Start of MATERIAL PROVIDED

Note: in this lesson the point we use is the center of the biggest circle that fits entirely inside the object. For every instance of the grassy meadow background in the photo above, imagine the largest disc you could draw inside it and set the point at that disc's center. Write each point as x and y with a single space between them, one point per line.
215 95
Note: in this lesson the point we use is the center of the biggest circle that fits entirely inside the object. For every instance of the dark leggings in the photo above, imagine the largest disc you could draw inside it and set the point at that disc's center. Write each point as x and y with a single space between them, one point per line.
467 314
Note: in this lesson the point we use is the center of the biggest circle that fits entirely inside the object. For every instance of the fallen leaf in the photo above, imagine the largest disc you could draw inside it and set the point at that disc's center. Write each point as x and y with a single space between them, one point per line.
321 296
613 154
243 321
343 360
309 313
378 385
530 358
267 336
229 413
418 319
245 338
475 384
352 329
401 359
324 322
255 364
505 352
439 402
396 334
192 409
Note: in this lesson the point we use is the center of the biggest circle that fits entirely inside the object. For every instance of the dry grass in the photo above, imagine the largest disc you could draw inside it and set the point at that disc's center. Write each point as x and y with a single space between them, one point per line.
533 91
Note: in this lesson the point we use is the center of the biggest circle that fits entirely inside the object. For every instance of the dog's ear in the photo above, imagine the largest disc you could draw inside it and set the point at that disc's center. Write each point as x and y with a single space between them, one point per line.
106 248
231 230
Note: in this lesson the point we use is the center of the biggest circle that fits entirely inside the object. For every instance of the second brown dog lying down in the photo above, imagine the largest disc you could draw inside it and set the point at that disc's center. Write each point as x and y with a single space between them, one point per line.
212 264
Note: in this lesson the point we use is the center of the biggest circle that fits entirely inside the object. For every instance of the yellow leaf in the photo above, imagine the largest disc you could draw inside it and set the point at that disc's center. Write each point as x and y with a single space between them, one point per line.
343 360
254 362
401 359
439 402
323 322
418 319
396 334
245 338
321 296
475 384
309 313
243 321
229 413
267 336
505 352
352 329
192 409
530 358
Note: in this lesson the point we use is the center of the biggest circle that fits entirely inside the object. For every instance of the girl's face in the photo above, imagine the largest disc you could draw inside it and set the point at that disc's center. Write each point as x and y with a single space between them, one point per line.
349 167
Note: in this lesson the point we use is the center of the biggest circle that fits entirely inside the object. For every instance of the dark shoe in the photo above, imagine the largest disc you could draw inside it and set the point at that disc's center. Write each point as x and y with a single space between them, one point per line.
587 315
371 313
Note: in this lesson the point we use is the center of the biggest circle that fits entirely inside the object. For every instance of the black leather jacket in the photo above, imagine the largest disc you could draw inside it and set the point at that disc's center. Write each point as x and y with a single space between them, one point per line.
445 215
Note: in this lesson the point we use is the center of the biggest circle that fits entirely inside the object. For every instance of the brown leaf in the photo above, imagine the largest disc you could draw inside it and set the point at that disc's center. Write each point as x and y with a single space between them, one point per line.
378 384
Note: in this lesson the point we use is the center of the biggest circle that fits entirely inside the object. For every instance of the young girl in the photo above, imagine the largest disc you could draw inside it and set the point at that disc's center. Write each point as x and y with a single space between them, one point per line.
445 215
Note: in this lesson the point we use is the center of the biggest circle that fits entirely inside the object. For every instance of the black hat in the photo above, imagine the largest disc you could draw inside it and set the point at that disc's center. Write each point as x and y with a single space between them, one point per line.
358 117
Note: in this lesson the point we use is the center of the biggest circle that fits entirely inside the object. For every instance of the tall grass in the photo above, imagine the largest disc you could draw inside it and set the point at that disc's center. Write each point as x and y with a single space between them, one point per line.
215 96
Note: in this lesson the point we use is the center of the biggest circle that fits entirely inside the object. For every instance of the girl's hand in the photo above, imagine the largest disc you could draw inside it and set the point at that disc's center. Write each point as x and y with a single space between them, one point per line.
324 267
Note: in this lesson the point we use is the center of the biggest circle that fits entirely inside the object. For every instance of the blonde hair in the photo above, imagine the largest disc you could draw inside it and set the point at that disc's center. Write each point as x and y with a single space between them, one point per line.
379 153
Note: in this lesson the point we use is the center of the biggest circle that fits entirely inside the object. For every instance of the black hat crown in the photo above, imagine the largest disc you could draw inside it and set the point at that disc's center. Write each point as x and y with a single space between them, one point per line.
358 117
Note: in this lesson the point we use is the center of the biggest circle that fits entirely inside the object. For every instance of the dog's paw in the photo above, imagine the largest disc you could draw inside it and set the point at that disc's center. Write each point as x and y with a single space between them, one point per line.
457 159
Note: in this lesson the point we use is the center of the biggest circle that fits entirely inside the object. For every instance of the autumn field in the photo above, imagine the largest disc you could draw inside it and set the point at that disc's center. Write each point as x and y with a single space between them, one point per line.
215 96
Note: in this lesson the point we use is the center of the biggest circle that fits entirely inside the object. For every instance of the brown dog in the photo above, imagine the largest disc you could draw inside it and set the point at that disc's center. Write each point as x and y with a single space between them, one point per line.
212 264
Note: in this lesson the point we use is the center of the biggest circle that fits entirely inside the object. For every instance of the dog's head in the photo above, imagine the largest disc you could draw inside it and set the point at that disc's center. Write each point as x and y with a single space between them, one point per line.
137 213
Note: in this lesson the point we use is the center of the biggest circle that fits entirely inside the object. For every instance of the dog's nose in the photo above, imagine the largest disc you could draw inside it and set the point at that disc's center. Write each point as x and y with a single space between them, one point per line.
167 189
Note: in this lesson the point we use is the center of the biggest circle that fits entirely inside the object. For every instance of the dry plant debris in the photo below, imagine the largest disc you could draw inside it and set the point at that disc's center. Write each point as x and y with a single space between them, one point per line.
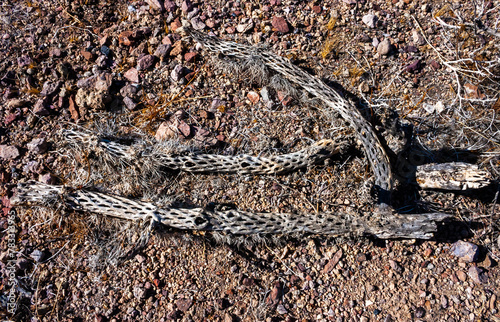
425 74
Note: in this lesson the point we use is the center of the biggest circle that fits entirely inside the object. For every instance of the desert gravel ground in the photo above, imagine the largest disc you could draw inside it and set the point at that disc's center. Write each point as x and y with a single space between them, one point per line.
428 67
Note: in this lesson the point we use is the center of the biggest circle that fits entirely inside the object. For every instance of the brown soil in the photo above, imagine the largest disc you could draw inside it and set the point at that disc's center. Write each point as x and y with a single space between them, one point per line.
439 82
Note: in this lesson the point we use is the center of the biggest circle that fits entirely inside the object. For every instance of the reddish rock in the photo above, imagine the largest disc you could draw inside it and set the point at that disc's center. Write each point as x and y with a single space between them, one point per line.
317 9
280 24
50 88
210 23
132 75
104 40
9 118
167 40
47 179
190 57
435 64
187 6
145 62
8 152
72 108
184 128
87 54
129 103
170 6
55 52
103 81
162 51
184 304
414 67
38 145
175 24
275 295
332 262
284 98
177 49
125 38
40 107
156 4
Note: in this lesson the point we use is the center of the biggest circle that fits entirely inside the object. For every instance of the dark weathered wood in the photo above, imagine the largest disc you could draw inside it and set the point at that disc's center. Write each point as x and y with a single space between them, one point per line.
382 225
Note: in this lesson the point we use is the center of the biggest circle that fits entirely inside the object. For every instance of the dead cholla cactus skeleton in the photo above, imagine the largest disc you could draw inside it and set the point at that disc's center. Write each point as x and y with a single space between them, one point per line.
147 159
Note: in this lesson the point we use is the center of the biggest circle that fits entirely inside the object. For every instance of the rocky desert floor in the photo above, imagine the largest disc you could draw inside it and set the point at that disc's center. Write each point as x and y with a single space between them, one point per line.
424 73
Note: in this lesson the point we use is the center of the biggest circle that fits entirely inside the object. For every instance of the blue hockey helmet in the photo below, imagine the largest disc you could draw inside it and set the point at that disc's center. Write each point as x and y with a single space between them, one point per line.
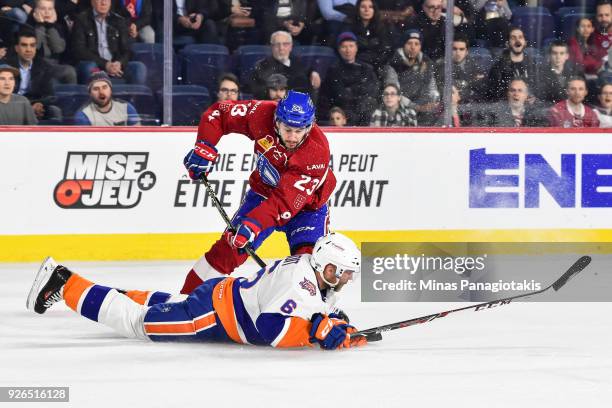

End of MATERIAL PROVIDED

EXERCISE REQUIREMENTS: Copy every record character for character. Skip the pictures.

TASK ANSWER:
Note: in this lesson the point we use is the center of the biggest circle that fits entirely inside the object. For every instance of the grassy meadow background in the photo above, imagine the largest disc you could draw inside it and set the point at that disc's center. Write each point as x and y with a single space between them, one point per line.
215 95
Note: in this lesson the point we use is the center of the biggest circle that fits entirely inside the object. For every instance of the dark leggings in the photo above, imagine the largest disc you could draw inside it and set the point at that disc's center. Write each point as x and y with a single space between them, one point per line.
467 314
Note: in this lesson the point we use is the center of the biggest circle that fits entirely inside the object. For every instance of the fallen leaf in the photo above, imagine the largest disc you could draw inside it and set the point at that disc's center. Write each point as x and y with a single space between them, one point per line.
321 296
613 154
243 321
343 360
309 313
378 385
530 358
267 336
229 413
418 319
245 338
475 384
352 329
401 359
324 322
255 364
505 352
439 402
396 334
192 409
Note: in this lesson the point we use is the center of the biggest circle that fits entirely inside the object. For every instance of the dry grass in the photo above, imagine the largest disc you could draw inside it and set the point at that disc's center. Write each point as x and y with a single space between them, one point per line.
533 91
Note: in this lesson the point we use is the center of the biggest circle that fits entirely inside the object. For every instance of the dog's ear in the photo above, imagine the largest disc you could draw inside it and set the point at that disc's center. Write each point as x and y with a single space between them, one point per line.
106 248
231 230
Note: in this lesson the point we use is the center of the biggest circle that fits entirely inside the object. For every instance of the second brown dog lying down in the photo above, imagine the largest disc you could draw inside it and set the point at that disc's center. Write each point as x and y with a single space between them, one point per line.
212 264
Note: in this lesson the point we use is the center of the biggest circle that fits entirely inside the object. For every instance of the yellow leaf in the photo above, imagine the largest disc you could draw inside it and set the point at that disc's center. Write each point as x and y with a single space between them, one point per line.
343 360
254 362
401 359
439 402
323 322
418 319
396 334
245 338
321 296
475 384
309 313
243 321
229 413
267 336
505 352
352 329
192 409
530 358
Note: in this lesson the point we use is the center of the biggest circle that fits entirely inside the object. For every instance of the girl's face in the photo above, imagine the largest disc you could draw inside it and set the point at that disc's center. Write each point as x and y with a single space between them, one point per line.
349 167
Note: in this lesson the point we use is the center of the biggest circle that fits entirely inside the object. For every instance of the dark shoe in the photo above, imagine the largest disc you could draw inside it and set the point at that disc's center. Write each point as x and y with a single space between them, one point per line.
587 315
371 313
Note: in this lesson the point we use is the center of the biggest circle that fits entirely inside the object. For every instance of the black leather jacket in the photo above, imagine the largest disc you could draw inside it and set the point at that disc's center. Write each point as x and y with a single space between them, one point per line.
445 215
Note: in this lesson the point we use is the center of the biggest circle that fits entirely inside the object. For every instance of the brown leaf in the photo above, imagine the largest disc you could draw inside it and set the point at that disc's center. Write each point as x and y with a single space between them, one point per line.
378 384
Note: in this lesson the point we use is the center of the biggest circle that fits entirely inside the object. For every instance of the young girl in the photo above, imagine the largest disc you could draw inside it and set the point at that disc's center. Write each point as x and y with a single space between them, one point per line.
445 215
Note: in this lesson the point we use is the center of the biggest circle that fits entirely inside the object. For every instance of the black hat in the photo above, imagine the largest disc you could draw inside it and set the point at that disc's center. Write each point as x and y with a single space between them, one point per line.
358 117
Note: in this lesson the point we use is the center of the biggest circle that fits entirely inside the object. For every instance of the tall grass in the photo above, imagine the largest disc you could draw inside it and set the point at that disc's center. Write each point as x and y with a single space between them, one point per line.
215 96
Note: in this lesson the point we use is the center of the biggest circle that fits entirely inside the object. For every instance of the girl's hand in the photo above, imagine the largest disc you could draw inside it and set the point at that disc's center. Write each point as x and y with a single space between them, one point per line.
324 267
Note: in this lesson the point we use is the center of the biggest circle that fits entirely inside the object. For every instance of the blonde hair in the photo above, imagine the largest disc you could draw inside it and set the point at that disc's center. Write each point as x and y with a single space between them, one point per line.
379 153
Note: in this lesson the point we use is the center of the biggest circle that fits entirely inside the object. For every instance of the black hat crown in the photo above, imagine the largest disc you could draw inside it and set the point at that disc's center. Write each point as x and y with a single space between them, one point per line.
358 117
Note: in this lesson the point we use is the center of the biggest circle that fits entirely inside the object. For every instance of the dog's paw in the photo above, imagine the largest disc you could draw inside it and set the point at that disc's center. Write each point as x and y with a single space between them, one point per line.
457 159
Note: in this lesson the point we use is the center of the biggest circle that fits entirely inside the object. For every instance of the autumn field in the photo above, imagine the largest disc you could draw inside it and set the point at that disc's center. Write each point as x and y with a single space between them, one point per line.
215 96
Note: in this lesson the point we use is the center of the biggest circle that fits entirely inside the object. For every instance of the brown dog in the photo above, imagine the largest disc you could draw inside it and set the point at that disc's center. Write each point as x and y with a single space between them, one point per line.
212 264
Note: in this lesson the point we use is the center of the biggest circle that fits entirely inside the object. For every instance of the dog's head in the photo above, imagine the largest disc you could draw inside it and set the point at that disc's center. Write each point as x and y with a single space between them, one point per line.
137 213
Note: in this lesson the point we use is the center of the biggest circle that fits entirely inside the object. For every instance of the dog's nose in the photo above, imagine the largest disc you could draw inside it and set the point at that disc's center. Write each point as x and y with a single space between them, one point per line.
167 189
Note: in this lesson the point we use is the center of the biggest circle that fits entirely inside the object. For every instance of the dry plant debris in the photo below, imagine the largest disc you could draw inside it and set the point at that disc's center. Write each point as x and y with a single space between them, one point per line.
425 74
Note: in this lesson the point we use is the center of the biggest circle that fits entirely inside the object. For every instance of the desert gravel ground in the photo above, imagine the largest disc you could draw inside it and set the point at that disc's center. Write each point as x and y with a single space between them, one point per line.
428 67
Note: in this lesson the point we use is the center of the biggest circle that fits entirely inside the object. For every instance of the brown soil in the photo above, imagine the largest disc you could draw inside it and set the point at that disc's center. Write each point as x and y with a single space between them, one point per line.
439 82
Note: in this lesson the point we use is the center of the biggest circle that fits entirely inside the object. For every instance of the reddish rock in the photo above, imagine the largest disc you could draw inside it and set the point at that disc's center. Write each point as x and y with a single space between them, one point per line.
317 9
280 24
50 88
210 23
132 75
104 40
9 118
167 40
47 179
190 57
435 64
187 6
145 62
8 152
72 108
184 128
87 54
129 103
170 6
55 52
103 81
162 51
184 304
414 67
38 145
175 24
275 295
332 262
284 98
177 49
125 38
40 107
156 4
Note: in this lesson the point we use is the center of the biggest circle that fits entirely inside the object. For every instance of the dark weathered wood in the photo above, imagine the largest disc you could draw inside it and set the point at that disc's center. Write each point as x and y with a single space between them, one point per line.
382 225
Note: in this lesson the point we use is the center of the biggest circle that fits entirely inside the object. For every instance of the dead cholla cactus skeleton in the photo above, imagine the largest disc you could draw inside it and set the point at that disc's center. Write each point as x and y with a single space between them, one point per line.
147 159
Note: in this lesson the point we use is the center of the biggest circle that fits entirely inside the object. For every instance of the rocky desert floor in the photo above, imagine the largest disc you could draw inside it and set the point at that disc's center. Write each point as x and y with a single space between them, one point per line.
424 73
Note: in this lesson the point we use is the center of the biggest circle that fits entirely inside the object. For every instance of the blue hockey helmet in the photo below, imagine the largest disc you could draw inside it and set the point at that disc's center. Write each point as x and y with a single space between them, one point per line.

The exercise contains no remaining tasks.